You could also consider summer work experience or spending time working abroad. This could include working at holiday or theme parks, in a resort or at summer camps abroad. You could also purchase a student railcard and travel through Europe, widening your cultural knowledge and language abilities.
You may be able to take part in an exchange programme, spending some time studying abroad towards your degree. Consider looking at relevant short courses, such as TESOL or TEFL, which may present opportunities to work abroad teaching English language skills.
Search for placements and find out more about work experience and internships.
The travel and tourism sector comprises many different industries and sub-industries, including services such as retail travel, currency exchange, tour operators and tourist boards. It also covers passenger transport including coach, aviation, rail and waterways, and visitor attractions such as museums, theme parks, zoos and heritage sites.
A wide range of accommodation services also falls within this category, including hotels and holiday parks. Associated with hotels and core business operations are conferences and events, which provide considerable all-year-round employment opportunities.

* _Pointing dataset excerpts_
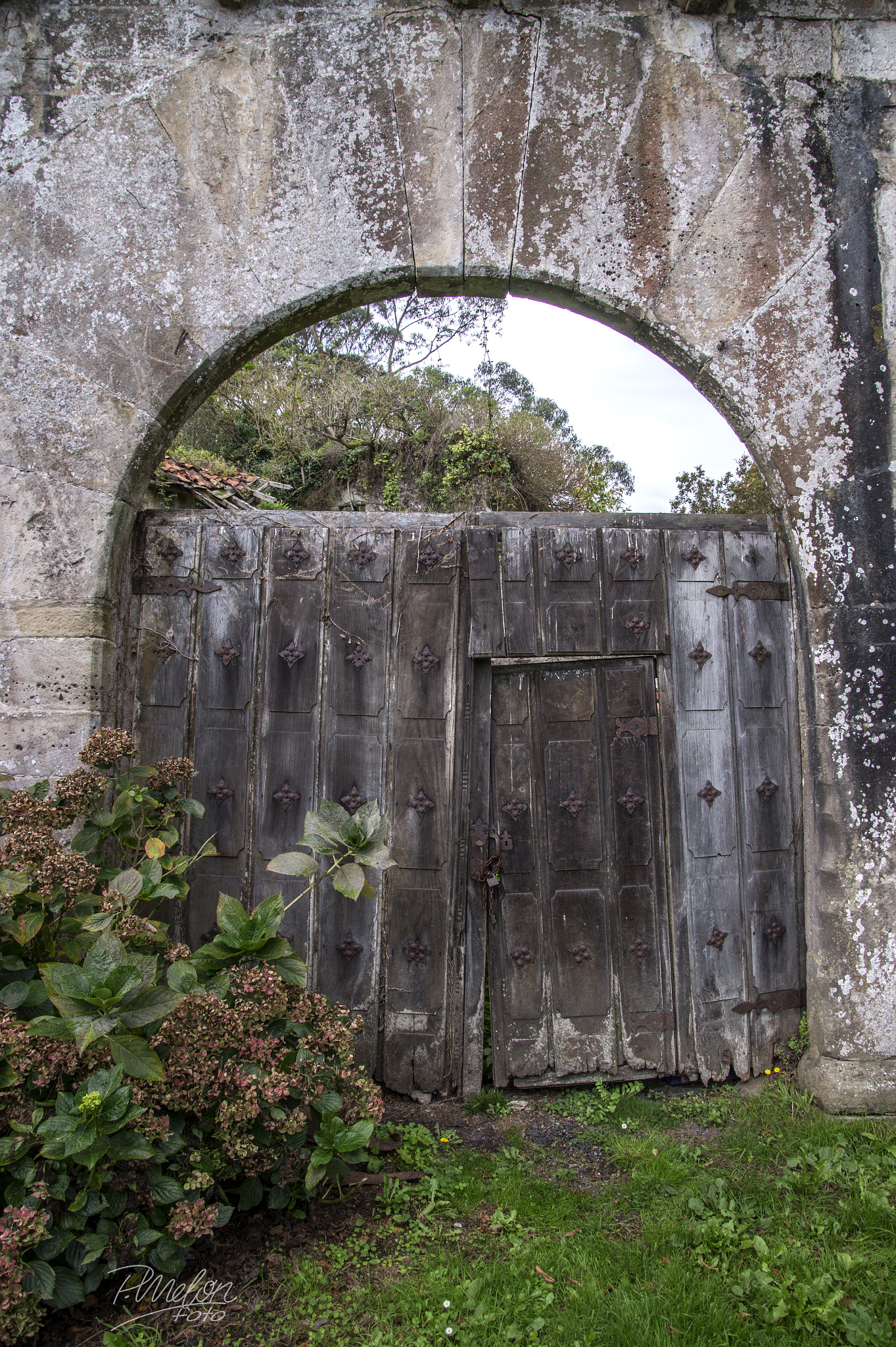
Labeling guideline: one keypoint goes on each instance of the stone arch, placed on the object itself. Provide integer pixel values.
(717, 187)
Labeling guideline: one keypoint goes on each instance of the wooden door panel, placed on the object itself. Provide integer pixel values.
(518, 592)
(163, 660)
(510, 698)
(288, 763)
(567, 695)
(230, 552)
(221, 754)
(693, 556)
(423, 652)
(364, 555)
(486, 622)
(700, 646)
(707, 768)
(353, 770)
(513, 803)
(582, 954)
(416, 951)
(717, 935)
(298, 552)
(226, 646)
(772, 930)
(631, 802)
(358, 658)
(759, 652)
(765, 764)
(632, 554)
(572, 802)
(293, 646)
(421, 804)
(572, 627)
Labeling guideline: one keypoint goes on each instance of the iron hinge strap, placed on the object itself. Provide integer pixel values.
(172, 585)
(754, 591)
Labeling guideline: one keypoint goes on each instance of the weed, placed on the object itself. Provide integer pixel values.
(709, 1108)
(490, 1102)
(594, 1106)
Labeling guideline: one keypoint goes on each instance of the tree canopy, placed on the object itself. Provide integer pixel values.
(353, 412)
(742, 492)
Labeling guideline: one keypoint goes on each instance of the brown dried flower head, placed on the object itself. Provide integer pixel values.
(66, 871)
(22, 810)
(27, 846)
(105, 748)
(170, 772)
(78, 791)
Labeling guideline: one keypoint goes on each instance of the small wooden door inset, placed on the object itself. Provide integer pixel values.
(579, 948)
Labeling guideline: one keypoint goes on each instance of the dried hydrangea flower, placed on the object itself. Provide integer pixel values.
(170, 772)
(105, 748)
(78, 791)
(66, 871)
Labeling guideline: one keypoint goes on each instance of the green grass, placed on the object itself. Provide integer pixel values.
(724, 1222)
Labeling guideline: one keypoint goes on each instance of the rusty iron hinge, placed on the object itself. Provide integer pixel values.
(771, 1001)
(171, 585)
(640, 726)
(755, 591)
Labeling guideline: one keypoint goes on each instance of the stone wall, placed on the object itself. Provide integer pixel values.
(183, 184)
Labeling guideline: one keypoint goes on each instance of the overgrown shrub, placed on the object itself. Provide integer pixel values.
(146, 1091)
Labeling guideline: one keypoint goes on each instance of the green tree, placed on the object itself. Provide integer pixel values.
(742, 492)
(353, 412)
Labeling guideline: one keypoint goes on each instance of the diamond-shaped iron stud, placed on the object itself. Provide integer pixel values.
(358, 658)
(291, 654)
(296, 552)
(630, 800)
(425, 660)
(164, 650)
(568, 555)
(227, 654)
(572, 804)
(353, 800)
(232, 552)
(362, 555)
(285, 796)
(700, 655)
(170, 551)
(514, 807)
(349, 947)
(774, 931)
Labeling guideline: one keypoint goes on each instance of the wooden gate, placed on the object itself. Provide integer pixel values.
(599, 718)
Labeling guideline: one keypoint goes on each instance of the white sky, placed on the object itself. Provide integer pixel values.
(617, 394)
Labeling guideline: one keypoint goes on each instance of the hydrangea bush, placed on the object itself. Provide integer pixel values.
(147, 1092)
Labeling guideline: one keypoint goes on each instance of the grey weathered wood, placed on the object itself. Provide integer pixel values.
(475, 736)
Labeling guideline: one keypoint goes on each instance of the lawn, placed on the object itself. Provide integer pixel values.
(594, 1217)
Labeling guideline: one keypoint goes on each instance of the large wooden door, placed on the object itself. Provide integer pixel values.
(579, 946)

* _Required work_
A. Answer these questions from the travel and tourism text:
(i) Which short courses are named as possible routes to teaching English abroad?
(ii) Which forms of passenger transport are listed?
(iii) What is said to provide considerable all-year-round employment opportunities?
B. Quote the travel and tourism text from "You may be able" to "English language skills.".

* _Results for the exercise_
A.
(i) TESOL or TEFL
(ii) Coach, aviation, rail and waterways
(iii) Conferences and events

B.
You may be able to take part in an exchange programme, spending some time studying abroad towards your degree. Consider looking at relevant short courses, such as TESOL or TEFL, which may present opportunities to work abroad teaching English language skills.